**** Data section ****
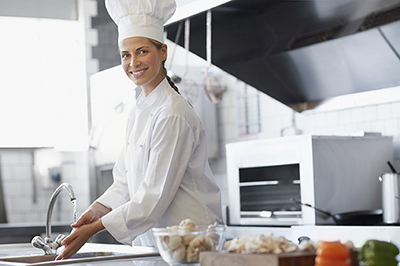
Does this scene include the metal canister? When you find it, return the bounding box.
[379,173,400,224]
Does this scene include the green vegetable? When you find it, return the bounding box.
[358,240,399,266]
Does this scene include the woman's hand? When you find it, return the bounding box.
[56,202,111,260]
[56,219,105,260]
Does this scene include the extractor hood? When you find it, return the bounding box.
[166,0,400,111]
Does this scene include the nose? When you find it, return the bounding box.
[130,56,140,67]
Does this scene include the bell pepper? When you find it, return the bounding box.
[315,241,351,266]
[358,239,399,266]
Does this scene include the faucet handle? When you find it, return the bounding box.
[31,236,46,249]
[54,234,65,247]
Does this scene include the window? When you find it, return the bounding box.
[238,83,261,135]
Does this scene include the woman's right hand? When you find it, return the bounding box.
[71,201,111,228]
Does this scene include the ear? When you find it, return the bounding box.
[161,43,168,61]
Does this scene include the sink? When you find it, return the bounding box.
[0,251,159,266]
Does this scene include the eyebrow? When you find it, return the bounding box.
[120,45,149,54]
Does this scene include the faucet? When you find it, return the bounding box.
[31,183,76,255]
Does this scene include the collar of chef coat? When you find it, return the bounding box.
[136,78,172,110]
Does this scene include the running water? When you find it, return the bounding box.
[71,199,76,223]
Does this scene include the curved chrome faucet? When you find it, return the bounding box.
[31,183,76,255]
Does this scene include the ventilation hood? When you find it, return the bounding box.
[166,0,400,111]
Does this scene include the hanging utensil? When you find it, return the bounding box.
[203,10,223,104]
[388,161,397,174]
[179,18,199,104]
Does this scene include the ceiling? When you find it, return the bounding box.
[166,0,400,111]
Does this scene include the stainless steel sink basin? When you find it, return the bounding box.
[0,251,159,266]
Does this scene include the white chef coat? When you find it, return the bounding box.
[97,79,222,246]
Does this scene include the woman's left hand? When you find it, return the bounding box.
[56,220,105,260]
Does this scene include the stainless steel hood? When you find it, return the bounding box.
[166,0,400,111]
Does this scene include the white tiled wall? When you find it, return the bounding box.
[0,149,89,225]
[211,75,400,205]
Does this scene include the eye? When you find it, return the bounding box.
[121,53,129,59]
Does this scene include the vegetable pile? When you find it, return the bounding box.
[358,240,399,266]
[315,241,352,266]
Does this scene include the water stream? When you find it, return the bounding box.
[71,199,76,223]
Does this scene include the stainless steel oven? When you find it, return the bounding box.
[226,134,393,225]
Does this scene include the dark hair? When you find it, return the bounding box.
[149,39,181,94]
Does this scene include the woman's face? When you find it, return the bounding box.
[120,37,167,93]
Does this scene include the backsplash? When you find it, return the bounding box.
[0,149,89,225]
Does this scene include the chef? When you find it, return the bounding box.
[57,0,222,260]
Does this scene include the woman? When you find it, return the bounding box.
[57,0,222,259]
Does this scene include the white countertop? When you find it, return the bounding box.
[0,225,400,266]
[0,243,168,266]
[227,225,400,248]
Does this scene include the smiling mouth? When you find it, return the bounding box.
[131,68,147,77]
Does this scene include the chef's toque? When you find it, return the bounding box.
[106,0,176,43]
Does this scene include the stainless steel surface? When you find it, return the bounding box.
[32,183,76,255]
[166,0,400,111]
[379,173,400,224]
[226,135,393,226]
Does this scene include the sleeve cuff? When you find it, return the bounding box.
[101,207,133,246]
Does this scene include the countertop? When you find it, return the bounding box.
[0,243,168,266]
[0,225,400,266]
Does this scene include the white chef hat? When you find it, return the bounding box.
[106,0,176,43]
****
What you should do: Update the items starting at the line that contains "Does this scene include the smiling" and ending with the last item, replacing "sleeve cuff" with "shirt cuff" and leaving everything else unchanged. Give only those lines.

Result for this exercise:
Does this scene include the smiling mouth? When you find it, return the bounding box.
[131,68,147,77]
Does this scene include the chef's toque? When you find it, return the bounding box.
[106,0,176,43]
Does this scene include the stainless steel surface? When you find it, return the bounding box.
[32,183,76,255]
[166,0,400,111]
[379,173,400,224]
[226,135,393,226]
Does this scene include the shirt cuff? When you find it, return the bounding box.
[101,207,133,246]
Does this scene include the countertop? When you find it, return the bounding box.
[0,243,168,266]
[0,225,400,266]
Does this scene include the white chef hat? When you find it, return the bounding box.
[106,0,176,43]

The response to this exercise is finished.